• TASK STATEMENT: The records that follow are to be reproduced exactly. Any pictures in them are left out.

[Start of Attachment]

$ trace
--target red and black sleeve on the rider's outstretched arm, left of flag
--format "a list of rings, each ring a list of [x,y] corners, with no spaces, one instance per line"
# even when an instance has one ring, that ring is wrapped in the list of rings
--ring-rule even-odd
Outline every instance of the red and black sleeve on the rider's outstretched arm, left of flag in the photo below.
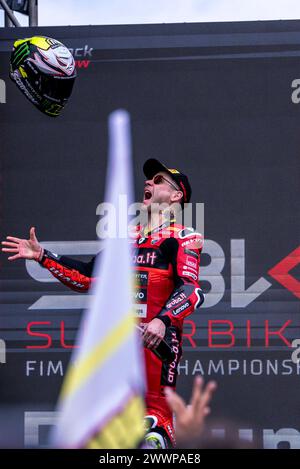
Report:
[[[68,256],[59,256],[45,249],[40,265],[72,290],[86,292],[94,280],[92,273],[96,257],[89,262],[83,262]]]

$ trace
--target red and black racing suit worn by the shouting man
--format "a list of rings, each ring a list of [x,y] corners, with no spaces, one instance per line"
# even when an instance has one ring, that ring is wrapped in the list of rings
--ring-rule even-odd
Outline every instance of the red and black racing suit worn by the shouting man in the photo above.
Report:
[[[165,400],[164,387],[176,386],[183,319],[204,300],[198,283],[203,238],[192,228],[170,221],[147,235],[137,228],[133,237],[136,315],[141,325],[156,317],[164,322],[165,341],[175,355],[174,361],[168,363],[144,348],[146,407],[150,416],[146,421],[150,423],[150,433],[159,429],[162,439],[170,440],[172,446],[175,444],[172,412]],[[86,292],[93,281],[94,262],[95,257],[90,262],[81,262],[45,250],[40,263],[72,290]]]

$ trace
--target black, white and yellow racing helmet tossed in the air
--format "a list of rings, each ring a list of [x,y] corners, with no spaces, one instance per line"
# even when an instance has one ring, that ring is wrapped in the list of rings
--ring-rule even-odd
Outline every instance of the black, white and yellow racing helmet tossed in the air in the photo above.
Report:
[[[48,116],[61,113],[71,96],[76,75],[71,52],[56,39],[34,36],[14,43],[10,78]]]

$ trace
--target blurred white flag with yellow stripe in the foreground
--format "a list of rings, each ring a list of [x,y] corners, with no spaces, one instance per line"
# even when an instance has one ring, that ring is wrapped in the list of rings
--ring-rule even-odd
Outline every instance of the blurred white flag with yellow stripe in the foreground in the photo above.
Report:
[[[144,435],[143,350],[132,313],[125,197],[127,205],[132,203],[130,121],[126,111],[118,110],[109,117],[105,197],[112,204],[108,222],[117,233],[105,240],[93,272],[97,280],[90,308],[81,323],[79,348],[72,356],[52,434],[56,447],[135,448]]]

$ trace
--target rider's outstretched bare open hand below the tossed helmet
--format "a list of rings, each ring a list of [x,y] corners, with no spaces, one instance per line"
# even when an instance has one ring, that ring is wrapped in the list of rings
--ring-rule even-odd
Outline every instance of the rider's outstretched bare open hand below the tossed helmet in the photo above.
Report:
[[[8,258],[9,261],[16,259],[34,259],[39,261],[43,257],[43,248],[35,236],[35,228],[30,228],[29,239],[20,239],[13,236],[6,236],[8,241],[2,241],[3,252],[12,252],[14,255]]]

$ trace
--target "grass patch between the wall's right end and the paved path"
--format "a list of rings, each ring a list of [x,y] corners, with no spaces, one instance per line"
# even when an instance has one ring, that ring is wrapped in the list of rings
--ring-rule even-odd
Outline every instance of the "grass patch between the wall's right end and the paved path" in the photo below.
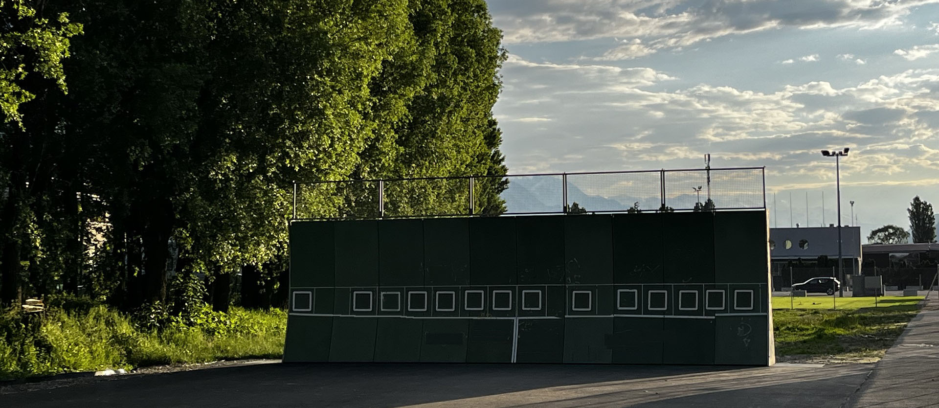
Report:
[[[776,355],[780,362],[870,363],[884,356],[916,316],[921,296],[773,298]]]

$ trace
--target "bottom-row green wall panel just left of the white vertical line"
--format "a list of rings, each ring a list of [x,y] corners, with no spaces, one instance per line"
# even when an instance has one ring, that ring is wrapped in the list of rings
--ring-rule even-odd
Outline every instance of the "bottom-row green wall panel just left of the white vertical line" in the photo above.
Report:
[[[514,332],[512,320],[470,320],[467,363],[511,363]]]

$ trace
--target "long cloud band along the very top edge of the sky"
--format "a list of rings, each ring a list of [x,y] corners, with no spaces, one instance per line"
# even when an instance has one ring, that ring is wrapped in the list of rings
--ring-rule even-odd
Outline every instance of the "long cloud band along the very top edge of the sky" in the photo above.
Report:
[[[930,3],[936,1],[515,0],[490,9],[506,43],[627,37],[650,39],[657,49],[780,27],[882,27]]]

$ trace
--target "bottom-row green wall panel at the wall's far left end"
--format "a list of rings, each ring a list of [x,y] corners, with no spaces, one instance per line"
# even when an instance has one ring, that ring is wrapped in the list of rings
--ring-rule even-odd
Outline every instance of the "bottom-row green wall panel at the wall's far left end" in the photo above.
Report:
[[[284,362],[330,361],[332,318],[287,316]]]

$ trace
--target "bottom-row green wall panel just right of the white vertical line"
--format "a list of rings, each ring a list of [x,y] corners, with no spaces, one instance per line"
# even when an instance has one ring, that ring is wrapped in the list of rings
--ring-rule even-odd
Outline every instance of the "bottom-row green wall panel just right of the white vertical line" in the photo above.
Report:
[[[561,363],[564,322],[564,319],[519,320],[516,363]]]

[End of Attachment]

• TASK SOLUTION:
$ trace
--target red and black sleeve on the rider's outstretched arm, left of flag
--format "a list of rings, each ring a list of [x,y] corners, with no spaces, one instance per line"
# even when an instance has one ring, that ring is wrapped in the list of rings
--ring-rule even-odd
Outline every instance of the red and black sleeve on the rider's outstretched arm, left of flag in the photo below.
Report:
[[[68,256],[59,256],[45,249],[40,265],[72,290],[86,292],[94,280],[92,273],[96,257],[89,262],[83,262]]]

$ trace
--target red and black racing suit worn by the shouting man
--format "a list of rings, each ring a list of [x,y] corners, with no spaces, one instance per line"
# even when an instance has one ring, that ring is wrapped in the list of rings
--ring-rule even-odd
Outline every instance of the red and black racing suit worn by the shouting man in the photo above.
Report:
[[[165,400],[164,387],[176,386],[183,319],[204,300],[198,283],[203,238],[192,228],[170,221],[147,235],[137,228],[133,237],[136,315],[141,325],[156,317],[164,322],[165,341],[175,355],[174,361],[168,363],[144,348],[146,407],[150,416],[146,421],[150,423],[150,433],[159,429],[162,439],[170,440],[172,446],[175,444],[172,412]],[[86,292],[93,281],[94,262],[95,257],[90,262],[81,262],[45,250],[40,263],[72,290]]]

$ trace
--target black, white and yellow racing helmet tossed in the air
--format "a list of rings, each ring a list of [x,y] corners, with no spaces, one instance per line"
# even when an instance has one ring, that ring is wrapped in the list of rings
--ring-rule even-odd
Outline every instance of the black, white and yellow racing helmet tossed in the air in the photo above.
Report:
[[[48,116],[61,113],[71,96],[76,75],[71,52],[56,39],[34,36],[14,43],[10,78]]]

$ trace
--target blurred white flag with yellow stripe in the foreground
--format "a list of rings, each ring a list of [x,y] corners, with no spaces, one instance per line"
# even when an instance has one ring, that ring is wrapped in the list of rings
--ring-rule even-odd
Outline every instance of the blurred white flag with yellow stripe in the foreground in the photo above.
Report:
[[[144,435],[143,350],[132,313],[125,197],[127,205],[132,203],[130,121],[126,111],[118,110],[109,117],[105,197],[112,204],[108,222],[117,233],[105,240],[93,272],[97,280],[90,308],[81,323],[79,348],[72,356],[52,434],[56,447],[135,448]]]

$ trace
--target rider's outstretched bare open hand below the tossed helmet
--format "a list of rings, each ring a list of [x,y] corners, with no spaces, one instance per line"
# even when an instance has one ring, that ring is wrapped in the list of rings
--ring-rule even-odd
Outline every instance of the rider's outstretched bare open hand below the tossed helmet in the photo above.
Report:
[[[8,258],[9,261],[16,259],[34,259],[39,261],[43,257],[43,248],[35,236],[35,228],[30,228],[29,239],[20,239],[13,236],[6,236],[8,241],[2,241],[3,252],[12,252],[14,255]]]

$ trace
--target "grass patch between the wall's right end and the paved path"
--format "a list of rings, each ring a list of [x,y] corners, with no spaces, one instance per line"
# even when an instance has one ring, that ring is wrapped in the list of rings
--ring-rule even-odd
Outline every instance of the "grass patch between the wall's right end and the paved path" in the photo below.
Report:
[[[776,355],[780,362],[870,363],[884,356],[916,316],[921,296],[773,298]]]

$ trace
--target "bottom-row green wall panel just left of the white vertical line"
--format "a list of rings, each ring a list of [x,y] corners, with no spaces, one instance per line"
# even when an instance has one ring, that ring is wrapped in the list of rings
--ring-rule even-odd
Outline every instance of the "bottom-row green wall panel just left of the white vertical line" in the photo above.
Report:
[[[514,332],[512,320],[470,320],[467,363],[511,363]]]

$ trace
--target "long cloud band along the very top edge of the sky"
--format "a list of rings, each ring a list of [x,y] corners, with no spaces, one instance per line"
# even when an instance has one ring, that ring is wrapped in the list of rings
--ring-rule even-odd
Outline every instance of the "long cloud band along the very top edge of the sky" in the photo above.
Report:
[[[930,3],[936,1],[515,0],[490,9],[506,43],[627,37],[650,39],[657,49],[780,27],[882,27]]]

$ trace
--target "bottom-row green wall panel at the wall's far left end"
--format "a list of rings, each ring a list of [x,y] corners, with no spaces, one instance per line"
# even when an instance has one ring, that ring is wrapped in the list of rings
--ring-rule even-odd
Outline every instance of the "bottom-row green wall panel at the wall's far left end" in the photo above.
Report:
[[[284,362],[330,361],[332,318],[287,316]]]

$ trace
--target "bottom-row green wall panel just right of the white vertical line"
--format "a list of rings, each ring a list of [x,y] corners, with no spaces, one instance per line"
# even when an instance has one ring, that ring is wrapped in the list of rings
--ring-rule even-odd
Outline every instance of the "bottom-row green wall panel just right of the white vertical line" in the photo above.
Report:
[[[561,363],[564,322],[564,319],[519,320],[516,363]]]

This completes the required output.